# Woot! book mark light



## modkindle (Feb 17, 2009)

My kindle 2 is on order. I will probably get one of the m-edge covers. Do you all think this light would work? http://www.woot.com/


----------



## Angela (Nov 2, 2008)

Hello modkindle and welcome too KindleBoards. Congrats on your K2 purchase! I have several different kinds of booklights left over from my paper book days and none of the bookmark type really worked very with the Kindle. A light that extends above the surface like the MightyBright is my fav.


----------



## modkindle (Feb 17, 2009)

thanks Angela. I will skip this one then.


----------



## ricky (Dec 24, 2008)

I agree with Angela.  I have had many book lights, and the Mighty Brite is hard to beat.  A headlamp is worth looking into also, but it has to be lightweight and adjustable so that there is no glare.


----------



## kevin63 (Feb 10, 2009)

I have a mighty brite also. I ordered a headlight from ebay the other day. Got 2 of them for 9.99. There are 19 led lights in the headlight. It is adjustable and appears to be lightweight. They seem to be on there a lot. I didn't win the first auction and then they popped right back on there again. The auction ended fairly quickly so you didn't have to wait days for it to end. Paid with paypal. Was pretty easy. If nothing else it will be good in case of emergency. lol. the electric goes out quite a bit around here, especially in the spring.

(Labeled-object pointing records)
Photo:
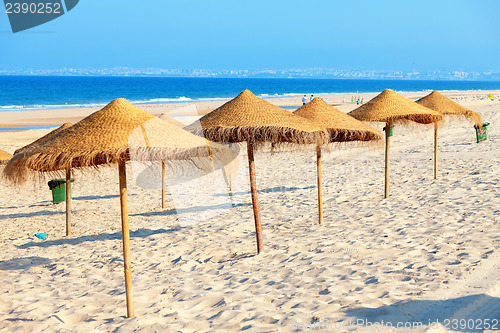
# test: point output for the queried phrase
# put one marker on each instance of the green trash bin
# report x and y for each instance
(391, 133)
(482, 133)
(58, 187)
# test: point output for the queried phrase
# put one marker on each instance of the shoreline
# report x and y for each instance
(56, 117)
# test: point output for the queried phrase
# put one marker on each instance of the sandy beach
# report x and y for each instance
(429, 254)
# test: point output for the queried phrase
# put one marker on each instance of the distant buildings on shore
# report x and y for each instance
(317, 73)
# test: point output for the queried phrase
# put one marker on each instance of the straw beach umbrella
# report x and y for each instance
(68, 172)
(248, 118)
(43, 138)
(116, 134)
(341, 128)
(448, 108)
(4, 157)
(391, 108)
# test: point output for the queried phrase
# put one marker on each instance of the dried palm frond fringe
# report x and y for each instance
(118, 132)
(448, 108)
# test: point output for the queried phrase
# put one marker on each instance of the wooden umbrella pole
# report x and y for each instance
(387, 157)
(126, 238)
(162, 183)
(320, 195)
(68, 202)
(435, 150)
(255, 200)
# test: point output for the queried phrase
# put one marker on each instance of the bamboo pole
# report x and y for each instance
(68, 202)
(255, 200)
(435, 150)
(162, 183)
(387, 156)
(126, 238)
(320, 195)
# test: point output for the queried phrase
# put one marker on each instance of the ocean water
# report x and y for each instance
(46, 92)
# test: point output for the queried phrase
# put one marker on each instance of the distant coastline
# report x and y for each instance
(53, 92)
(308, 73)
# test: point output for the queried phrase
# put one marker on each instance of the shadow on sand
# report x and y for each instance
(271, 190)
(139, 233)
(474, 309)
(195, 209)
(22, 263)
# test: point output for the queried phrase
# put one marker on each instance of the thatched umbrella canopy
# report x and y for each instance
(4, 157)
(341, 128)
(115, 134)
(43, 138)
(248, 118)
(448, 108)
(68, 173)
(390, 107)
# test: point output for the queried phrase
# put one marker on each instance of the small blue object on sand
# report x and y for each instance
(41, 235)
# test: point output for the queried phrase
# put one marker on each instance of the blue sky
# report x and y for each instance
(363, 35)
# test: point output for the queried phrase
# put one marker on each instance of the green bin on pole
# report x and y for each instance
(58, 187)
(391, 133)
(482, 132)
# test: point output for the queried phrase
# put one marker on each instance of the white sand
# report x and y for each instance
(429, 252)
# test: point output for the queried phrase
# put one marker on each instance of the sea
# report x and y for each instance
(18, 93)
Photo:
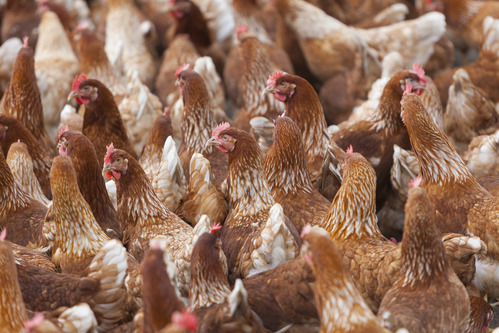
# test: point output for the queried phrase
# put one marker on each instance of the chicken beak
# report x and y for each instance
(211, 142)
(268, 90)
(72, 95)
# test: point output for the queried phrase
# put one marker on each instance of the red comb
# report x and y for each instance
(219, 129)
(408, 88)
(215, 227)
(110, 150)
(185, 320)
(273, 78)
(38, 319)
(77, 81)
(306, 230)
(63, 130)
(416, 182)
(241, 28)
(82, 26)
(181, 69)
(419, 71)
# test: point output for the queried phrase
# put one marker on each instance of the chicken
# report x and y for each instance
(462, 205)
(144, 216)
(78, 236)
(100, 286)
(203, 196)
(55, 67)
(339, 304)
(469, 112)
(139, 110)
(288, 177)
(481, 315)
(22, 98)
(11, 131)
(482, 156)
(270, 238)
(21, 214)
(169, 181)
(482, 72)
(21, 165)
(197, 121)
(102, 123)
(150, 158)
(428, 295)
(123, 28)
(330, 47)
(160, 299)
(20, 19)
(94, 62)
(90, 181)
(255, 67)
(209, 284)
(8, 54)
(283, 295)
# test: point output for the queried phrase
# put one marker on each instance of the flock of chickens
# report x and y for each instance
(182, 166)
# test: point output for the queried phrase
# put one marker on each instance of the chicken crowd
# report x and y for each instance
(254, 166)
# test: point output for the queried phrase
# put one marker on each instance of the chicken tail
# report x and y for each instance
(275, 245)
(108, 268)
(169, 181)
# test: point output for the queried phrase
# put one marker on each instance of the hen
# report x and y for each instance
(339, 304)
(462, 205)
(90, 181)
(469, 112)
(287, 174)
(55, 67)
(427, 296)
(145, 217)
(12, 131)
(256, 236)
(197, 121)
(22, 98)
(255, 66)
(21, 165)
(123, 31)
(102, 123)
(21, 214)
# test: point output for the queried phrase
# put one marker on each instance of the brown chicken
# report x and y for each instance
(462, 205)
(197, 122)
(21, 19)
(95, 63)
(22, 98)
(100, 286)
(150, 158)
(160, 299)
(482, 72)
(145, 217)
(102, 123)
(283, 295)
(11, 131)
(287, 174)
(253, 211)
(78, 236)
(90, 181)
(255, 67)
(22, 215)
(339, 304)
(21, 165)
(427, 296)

= LIST OF TASKS =
1 > Which booklight does Angela call her favorite in the forum thread?
2 > Locate every line in the records that contains the word "pole" and copy each of those lines.
The forum thread and the records have separate origins.

= COMPLETE ANSWERS =
1 > The MightyBright.

2 >
# put one marker on each instance of the wooden umbrella pole
# put one marker on each instance of the bamboo pole
# put one marker on each instance of the green bin on pole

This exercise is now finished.